» **WORK INSTRUCTIONS**: Repeat the lines beginning at the one with "Would you point out the white kitchen" and running to the end of the material, keeping the first and last of them, exactly as they appear.

** START RECORDED DATA **

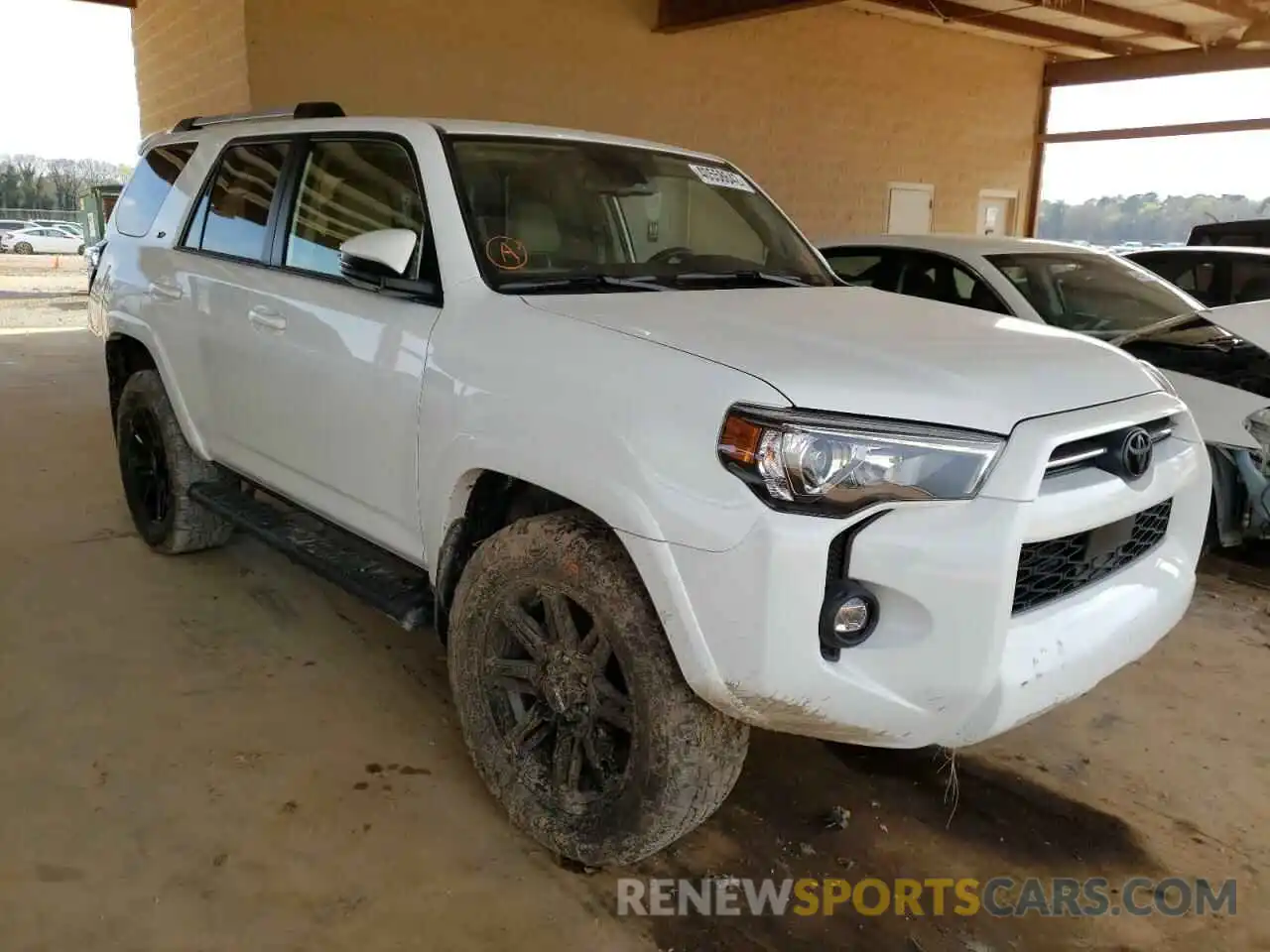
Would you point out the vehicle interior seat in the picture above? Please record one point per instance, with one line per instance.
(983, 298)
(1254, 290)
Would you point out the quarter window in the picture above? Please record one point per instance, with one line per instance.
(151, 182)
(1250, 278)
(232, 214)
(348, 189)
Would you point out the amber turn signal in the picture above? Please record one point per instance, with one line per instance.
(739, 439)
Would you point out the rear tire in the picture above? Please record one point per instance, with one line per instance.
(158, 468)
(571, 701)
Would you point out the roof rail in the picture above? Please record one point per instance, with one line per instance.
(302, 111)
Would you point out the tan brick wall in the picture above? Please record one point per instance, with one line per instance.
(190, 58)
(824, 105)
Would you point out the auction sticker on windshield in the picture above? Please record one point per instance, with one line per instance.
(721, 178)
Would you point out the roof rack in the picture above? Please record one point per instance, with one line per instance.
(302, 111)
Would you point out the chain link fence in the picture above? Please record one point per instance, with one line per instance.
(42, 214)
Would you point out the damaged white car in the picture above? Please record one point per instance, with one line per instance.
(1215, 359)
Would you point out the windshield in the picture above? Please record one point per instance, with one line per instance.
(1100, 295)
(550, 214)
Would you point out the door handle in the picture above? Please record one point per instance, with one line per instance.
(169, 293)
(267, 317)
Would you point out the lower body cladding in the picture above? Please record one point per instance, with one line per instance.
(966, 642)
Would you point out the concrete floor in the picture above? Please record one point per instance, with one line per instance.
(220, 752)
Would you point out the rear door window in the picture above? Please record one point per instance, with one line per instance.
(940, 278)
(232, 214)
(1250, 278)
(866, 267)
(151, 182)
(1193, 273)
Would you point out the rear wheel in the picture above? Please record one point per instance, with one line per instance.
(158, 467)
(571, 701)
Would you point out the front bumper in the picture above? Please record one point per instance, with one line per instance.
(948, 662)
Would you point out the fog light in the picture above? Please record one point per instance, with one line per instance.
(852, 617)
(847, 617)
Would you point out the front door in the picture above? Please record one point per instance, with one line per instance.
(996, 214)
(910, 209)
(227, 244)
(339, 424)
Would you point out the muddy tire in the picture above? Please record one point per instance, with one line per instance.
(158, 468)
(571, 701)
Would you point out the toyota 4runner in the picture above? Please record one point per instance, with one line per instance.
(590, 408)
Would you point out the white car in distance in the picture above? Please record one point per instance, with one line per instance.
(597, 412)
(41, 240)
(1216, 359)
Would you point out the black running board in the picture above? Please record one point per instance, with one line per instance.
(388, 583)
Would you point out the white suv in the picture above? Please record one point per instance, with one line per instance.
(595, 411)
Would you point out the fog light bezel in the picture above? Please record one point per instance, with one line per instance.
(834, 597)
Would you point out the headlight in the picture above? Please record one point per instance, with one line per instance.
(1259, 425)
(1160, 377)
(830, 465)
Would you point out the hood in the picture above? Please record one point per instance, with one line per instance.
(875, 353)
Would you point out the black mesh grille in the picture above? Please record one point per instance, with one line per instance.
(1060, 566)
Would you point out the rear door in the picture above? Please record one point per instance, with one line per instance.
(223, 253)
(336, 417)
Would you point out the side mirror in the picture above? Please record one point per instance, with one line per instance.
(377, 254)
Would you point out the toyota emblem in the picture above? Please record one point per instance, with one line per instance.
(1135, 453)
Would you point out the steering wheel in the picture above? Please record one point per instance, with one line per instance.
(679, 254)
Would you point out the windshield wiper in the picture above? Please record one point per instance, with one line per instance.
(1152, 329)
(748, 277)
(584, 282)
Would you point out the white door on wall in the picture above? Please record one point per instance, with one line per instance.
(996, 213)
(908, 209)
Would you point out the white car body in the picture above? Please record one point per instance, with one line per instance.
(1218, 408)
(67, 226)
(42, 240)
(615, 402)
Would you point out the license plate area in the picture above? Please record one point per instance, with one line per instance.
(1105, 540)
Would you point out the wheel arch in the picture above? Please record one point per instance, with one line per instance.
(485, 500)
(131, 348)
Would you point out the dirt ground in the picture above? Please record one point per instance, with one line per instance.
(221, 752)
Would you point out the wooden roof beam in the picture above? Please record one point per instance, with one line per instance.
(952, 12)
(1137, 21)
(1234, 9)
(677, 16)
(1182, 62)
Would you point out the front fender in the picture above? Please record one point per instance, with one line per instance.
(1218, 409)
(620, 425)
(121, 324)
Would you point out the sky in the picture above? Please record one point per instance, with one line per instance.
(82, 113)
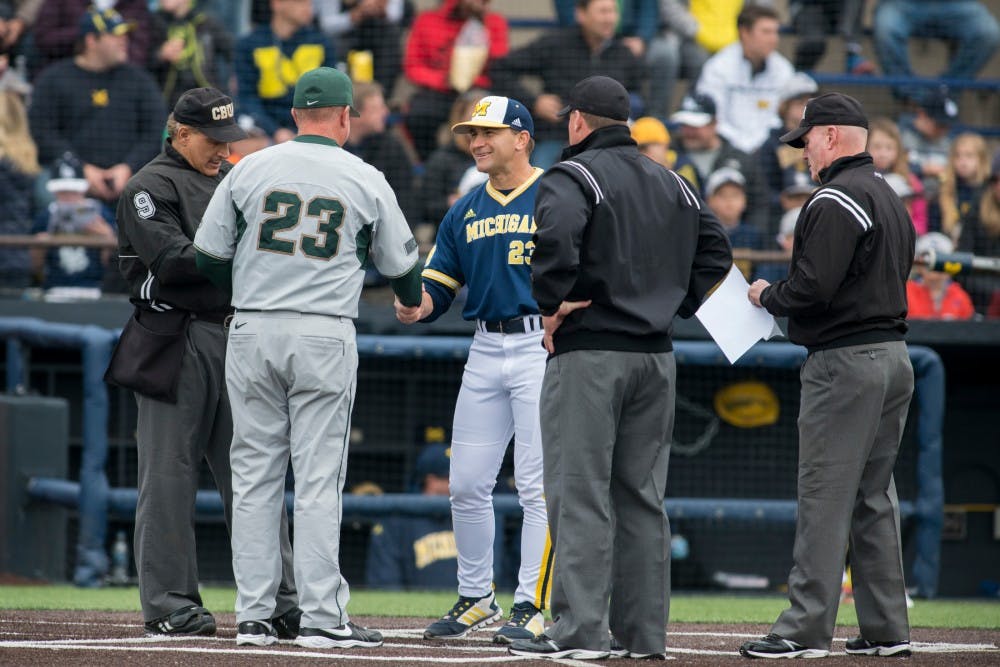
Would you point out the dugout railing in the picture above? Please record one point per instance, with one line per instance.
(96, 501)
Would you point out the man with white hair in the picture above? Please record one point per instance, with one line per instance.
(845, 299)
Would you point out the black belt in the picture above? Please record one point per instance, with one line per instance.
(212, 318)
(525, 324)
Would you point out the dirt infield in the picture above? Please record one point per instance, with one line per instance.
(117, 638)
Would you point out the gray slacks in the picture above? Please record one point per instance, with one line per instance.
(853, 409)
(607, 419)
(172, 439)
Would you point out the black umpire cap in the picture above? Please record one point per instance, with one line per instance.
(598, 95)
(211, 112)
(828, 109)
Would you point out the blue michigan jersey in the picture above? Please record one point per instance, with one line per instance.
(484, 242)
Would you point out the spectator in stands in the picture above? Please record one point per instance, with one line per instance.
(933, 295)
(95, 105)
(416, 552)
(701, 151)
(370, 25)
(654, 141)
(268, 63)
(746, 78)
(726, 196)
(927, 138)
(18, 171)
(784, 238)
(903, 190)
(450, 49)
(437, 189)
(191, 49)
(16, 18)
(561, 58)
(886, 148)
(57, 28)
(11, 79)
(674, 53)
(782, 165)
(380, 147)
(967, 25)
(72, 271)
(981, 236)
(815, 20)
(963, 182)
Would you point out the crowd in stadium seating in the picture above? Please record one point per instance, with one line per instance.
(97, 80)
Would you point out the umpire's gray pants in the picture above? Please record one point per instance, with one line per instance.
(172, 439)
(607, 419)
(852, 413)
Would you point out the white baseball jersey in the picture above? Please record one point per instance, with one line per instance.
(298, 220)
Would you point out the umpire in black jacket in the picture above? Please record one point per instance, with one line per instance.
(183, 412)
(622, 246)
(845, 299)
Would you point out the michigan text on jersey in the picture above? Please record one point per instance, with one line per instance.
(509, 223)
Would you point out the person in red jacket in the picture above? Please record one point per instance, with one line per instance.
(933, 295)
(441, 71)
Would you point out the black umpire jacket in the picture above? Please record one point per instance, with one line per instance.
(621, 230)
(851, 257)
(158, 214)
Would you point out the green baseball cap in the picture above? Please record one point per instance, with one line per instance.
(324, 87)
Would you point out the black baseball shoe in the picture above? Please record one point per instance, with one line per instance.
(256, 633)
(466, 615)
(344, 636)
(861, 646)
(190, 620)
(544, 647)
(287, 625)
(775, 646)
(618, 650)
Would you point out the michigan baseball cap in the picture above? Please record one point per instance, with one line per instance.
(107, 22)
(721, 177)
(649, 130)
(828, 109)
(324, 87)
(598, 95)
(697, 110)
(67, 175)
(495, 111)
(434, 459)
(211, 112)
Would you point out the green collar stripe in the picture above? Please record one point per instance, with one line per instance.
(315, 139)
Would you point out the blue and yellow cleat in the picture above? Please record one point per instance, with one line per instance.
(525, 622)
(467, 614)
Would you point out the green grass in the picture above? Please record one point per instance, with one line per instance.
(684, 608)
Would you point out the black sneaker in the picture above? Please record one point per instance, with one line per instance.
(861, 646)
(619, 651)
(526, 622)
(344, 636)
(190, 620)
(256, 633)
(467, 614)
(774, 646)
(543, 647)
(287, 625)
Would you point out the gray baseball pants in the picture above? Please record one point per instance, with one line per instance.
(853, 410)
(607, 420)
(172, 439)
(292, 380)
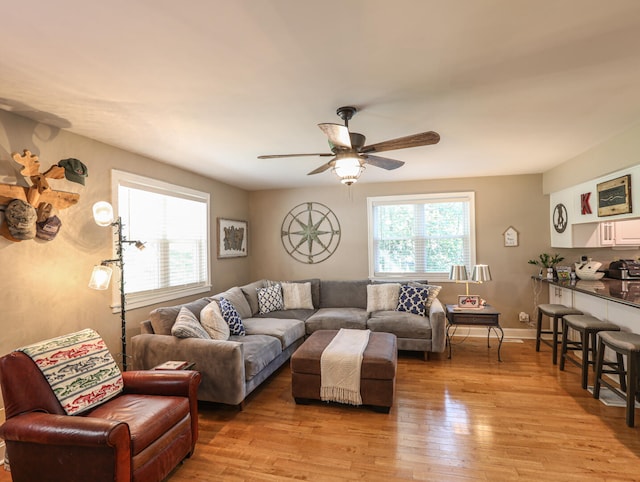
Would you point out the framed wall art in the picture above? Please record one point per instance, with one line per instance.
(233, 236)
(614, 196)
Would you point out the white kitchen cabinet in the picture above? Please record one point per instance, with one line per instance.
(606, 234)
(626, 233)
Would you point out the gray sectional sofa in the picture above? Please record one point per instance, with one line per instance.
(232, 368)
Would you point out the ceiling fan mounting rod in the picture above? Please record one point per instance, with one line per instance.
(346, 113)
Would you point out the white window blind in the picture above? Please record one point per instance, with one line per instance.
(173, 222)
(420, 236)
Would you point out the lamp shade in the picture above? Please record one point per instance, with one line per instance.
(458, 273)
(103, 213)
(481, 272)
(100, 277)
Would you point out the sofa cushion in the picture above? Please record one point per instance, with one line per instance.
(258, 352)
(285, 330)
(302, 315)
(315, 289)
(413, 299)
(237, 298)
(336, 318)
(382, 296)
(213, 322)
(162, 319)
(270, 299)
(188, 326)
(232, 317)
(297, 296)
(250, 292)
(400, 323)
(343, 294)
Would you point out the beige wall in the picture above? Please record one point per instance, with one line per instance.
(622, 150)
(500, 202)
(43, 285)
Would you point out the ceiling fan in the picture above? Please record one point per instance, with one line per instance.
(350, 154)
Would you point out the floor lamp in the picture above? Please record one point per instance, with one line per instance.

** END RECORDED DATA **

» **COMPLETE ANSWER**:
Would you point out the white kitchen cabinet in the picture above? Please record one point per instance, with one line per instance.
(606, 234)
(626, 233)
Would you point out the gray sectional sofa in the picture above? Please record one point per instance, with one line per instance.
(232, 368)
Would you point out the ceiling fan mounting rod in the picture above? Please record one point per instance, with one line per instance.
(346, 113)
Would you point out the white window blind in the picture above? Please record one point per instance, with one line per instance.
(173, 222)
(420, 236)
Would you point out the lamp shade in the picture above? Please record one point per instance, with one line per instance.
(458, 273)
(103, 213)
(481, 272)
(100, 277)
Would you point out the sofa cushion in the picture above? Please record one point per instance, with one line per instance.
(258, 352)
(285, 330)
(302, 315)
(315, 289)
(413, 299)
(237, 298)
(336, 318)
(382, 296)
(213, 322)
(162, 319)
(270, 299)
(188, 326)
(232, 317)
(297, 296)
(250, 292)
(400, 323)
(343, 294)
Would you point out the beige wall in the picture above? Please record one point per instance, with one line per instance.
(622, 150)
(500, 202)
(43, 285)
Would you point out the ceiling fan in the picture above? Please record one point per instance, with one line per instance.
(350, 154)
Would you point out the floor lamp in the picture above? Please record one point per instance, with one line per instance.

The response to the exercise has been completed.